§ Selected extract
━━━━━━━━━━━━━━━━━━━━━━━━━━━━━━

Laopteryx Temporal range: Late Jurassic

Scientific classification
- Kingdom: Animalia
- Phylum: Chordata
- Class: Reptilia
- Order: †Pterosauria
- Genus: †Laopteryx Marsh, 1881
- Species: †L. prisca
- Binomial name: †Laopteryx prisca Marsh, 1881

= Laopteryx =

- Genus: Laopteryx
- Species: prisca
- Authority: Marsh, 1881
- Parent authority: Marsh, 1881

Extinct species of reptile

Laopteryx is the name assigned to a pterosaur (flying reptile) from the Upper Jurassic Morrison Formation of Wyoming, United States; it was originally thought to be a bird.

The genus was named in 1881 by Othniel Charles Marsh. The generic name is derived from Greek laas, "stone", and pteryx, "wing". The full species name given by Marsh was Laopteryx priscum; the specific name meaning "of venerable age" in Latin. However, Marsh incorrectly used the neuter form, while pteryx is feminine in Greek. (See grammatical gender.) This was in the 19th century emended to an, also incorrect, masculine priscus and in 1971 by Pierce Brodkorb to prisca.

A partial skull, holotype YPM 1800, was discovered in Quarry 9 at Como Bluff. It consists of a piece from the hind portion of the cranium. There is also a single tooth, found near the skull and referred to the type. Marsh identified it as a bird, about the size of a heron, of the family Archaeopterygidae within the Odontornithes. As such it would have been one of the oldest known and the only one of that age then discovered in America. Only a century later would another possible Archaeopteryx - type bird be described from North America: Palaeopteryx, also from the Upper Jurassic of the US. This has been identified as a dinosaur but may more precisely have been an archaeopterygid; however, all that can be told from the single known specimen is that it was probably a more general eumaniraptoran. The fossil record of Mesozoic birds mainly consists of Eurasian rather than American Laurasian forms.

During most of the 20th century the identification by Marsh was generally doubted but the limited remains generated little interest. In 1986 however, the fossil was restudied by John Ostrom who concluded that Laopteryx was a pterosaur. There were some indications it belonged to the Pterodactyloidea but Ostrom, in view of the lack of information, limited his determination to a more general Pterosauria incertae sedis. Of the tooth he thought it likely belonged to some crocodylomorph. The name is also regarded as a nomen dubium, because the fragmentary remains are not sufficiently diagnostic to refer future other fossils to it.

━━━━━━━━━━━━━━━━━━━━━━━━━━━━━━

§ Input data
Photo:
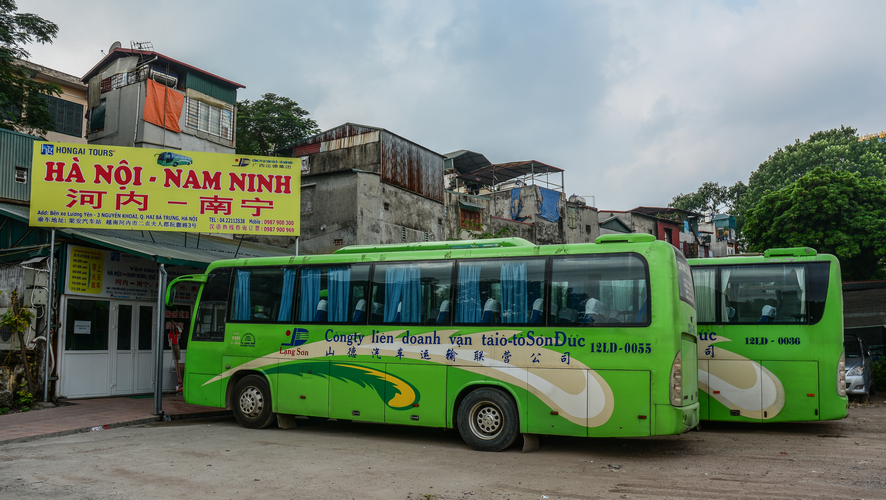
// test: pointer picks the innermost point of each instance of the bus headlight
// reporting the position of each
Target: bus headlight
(841, 374)
(676, 382)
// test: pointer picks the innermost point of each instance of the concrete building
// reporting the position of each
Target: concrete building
(365, 185)
(680, 228)
(141, 98)
(523, 199)
(67, 108)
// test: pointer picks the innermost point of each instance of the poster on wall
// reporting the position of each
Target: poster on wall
(110, 187)
(108, 274)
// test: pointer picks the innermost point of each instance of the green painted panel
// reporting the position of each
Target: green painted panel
(801, 391)
(303, 389)
(196, 393)
(211, 87)
(632, 401)
(740, 391)
(540, 417)
(356, 391)
(415, 395)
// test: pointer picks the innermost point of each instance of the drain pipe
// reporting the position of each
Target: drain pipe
(161, 316)
(48, 348)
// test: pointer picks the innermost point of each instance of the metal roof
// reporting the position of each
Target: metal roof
(163, 247)
(121, 52)
(464, 161)
(502, 172)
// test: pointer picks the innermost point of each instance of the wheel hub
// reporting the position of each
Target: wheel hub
(251, 402)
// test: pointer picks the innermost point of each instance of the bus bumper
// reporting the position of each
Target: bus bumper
(675, 420)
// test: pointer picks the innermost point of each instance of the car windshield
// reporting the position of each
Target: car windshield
(852, 348)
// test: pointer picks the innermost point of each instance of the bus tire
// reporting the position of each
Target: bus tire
(487, 419)
(252, 402)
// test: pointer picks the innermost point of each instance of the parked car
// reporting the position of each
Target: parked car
(859, 367)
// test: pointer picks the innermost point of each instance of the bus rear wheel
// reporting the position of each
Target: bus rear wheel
(487, 419)
(252, 402)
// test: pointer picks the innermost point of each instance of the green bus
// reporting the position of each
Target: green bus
(168, 158)
(770, 337)
(493, 337)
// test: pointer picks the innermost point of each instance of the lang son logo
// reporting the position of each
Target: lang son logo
(299, 337)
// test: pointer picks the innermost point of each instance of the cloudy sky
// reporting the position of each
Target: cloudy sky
(637, 101)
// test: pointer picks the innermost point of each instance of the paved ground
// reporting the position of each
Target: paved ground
(216, 458)
(82, 415)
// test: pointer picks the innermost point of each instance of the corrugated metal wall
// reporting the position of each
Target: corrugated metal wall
(411, 166)
(211, 88)
(403, 163)
(16, 150)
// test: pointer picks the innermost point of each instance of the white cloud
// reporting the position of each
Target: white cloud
(638, 101)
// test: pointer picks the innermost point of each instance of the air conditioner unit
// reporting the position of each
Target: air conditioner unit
(169, 78)
(8, 340)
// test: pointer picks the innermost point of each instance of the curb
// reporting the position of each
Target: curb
(128, 423)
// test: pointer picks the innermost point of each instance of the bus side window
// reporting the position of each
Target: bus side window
(500, 291)
(610, 290)
(209, 324)
(410, 293)
(332, 294)
(263, 294)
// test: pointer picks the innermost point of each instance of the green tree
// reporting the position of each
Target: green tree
(833, 211)
(18, 318)
(270, 123)
(836, 149)
(22, 100)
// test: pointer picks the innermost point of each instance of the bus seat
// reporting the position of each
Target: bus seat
(376, 314)
(359, 311)
(443, 317)
(768, 314)
(566, 316)
(641, 314)
(320, 315)
(490, 310)
(535, 316)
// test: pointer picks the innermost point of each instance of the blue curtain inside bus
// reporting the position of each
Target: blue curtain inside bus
(285, 313)
(339, 291)
(514, 296)
(403, 294)
(468, 307)
(242, 305)
(309, 293)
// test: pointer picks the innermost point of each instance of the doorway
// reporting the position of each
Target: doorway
(108, 347)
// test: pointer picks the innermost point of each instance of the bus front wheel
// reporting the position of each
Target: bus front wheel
(252, 402)
(487, 419)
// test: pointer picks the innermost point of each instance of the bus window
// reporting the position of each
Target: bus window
(210, 321)
(263, 295)
(599, 290)
(333, 294)
(411, 293)
(501, 291)
(767, 293)
(706, 295)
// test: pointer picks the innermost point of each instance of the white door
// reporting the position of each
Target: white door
(145, 331)
(125, 341)
(85, 360)
(133, 355)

━━━━━━━━━━━━━━━━━━━━━━━━━━━━━━

§ Exercises to complete
(A) According to the Laopteryx article, who restudied the fossil in 1986 and concluded that it was a pterosaur?
(B) Copy out the stretch of the Laopteryx article from "Extinct species of" through "to be a bird.".

§ Answer list
(A) John Ostrom

(B)
Extinct species of reptile

Laopteryx is the name assigned to a pterosaur (flying reptile) from the Upper Jurassic Morrison Formation of Wyoming, United States; it was originally thought to be a bird.